▶ DATA EXTRACT:
--

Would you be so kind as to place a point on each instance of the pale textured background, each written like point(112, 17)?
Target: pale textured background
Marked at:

--

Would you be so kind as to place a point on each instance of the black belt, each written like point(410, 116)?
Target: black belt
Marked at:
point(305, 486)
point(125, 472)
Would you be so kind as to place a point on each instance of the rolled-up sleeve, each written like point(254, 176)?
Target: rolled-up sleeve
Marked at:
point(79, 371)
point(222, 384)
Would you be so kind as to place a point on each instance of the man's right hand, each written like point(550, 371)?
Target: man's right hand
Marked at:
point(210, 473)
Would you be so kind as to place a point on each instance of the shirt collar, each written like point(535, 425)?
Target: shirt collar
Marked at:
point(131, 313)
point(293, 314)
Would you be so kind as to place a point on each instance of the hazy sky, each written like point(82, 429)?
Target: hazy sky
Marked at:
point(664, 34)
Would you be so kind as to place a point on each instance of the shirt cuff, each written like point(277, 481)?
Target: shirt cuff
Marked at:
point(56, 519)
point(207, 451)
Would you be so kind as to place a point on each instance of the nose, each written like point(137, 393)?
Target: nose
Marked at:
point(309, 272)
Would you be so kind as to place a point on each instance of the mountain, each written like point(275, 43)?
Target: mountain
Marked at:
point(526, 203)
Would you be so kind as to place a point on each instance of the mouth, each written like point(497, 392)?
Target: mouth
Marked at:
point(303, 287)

--

▶ TASK STATEMENT: With "mountain" as the string to look for, count the matching lines in the entries above and report only the number.

▶ YOUR RESPONSE: 2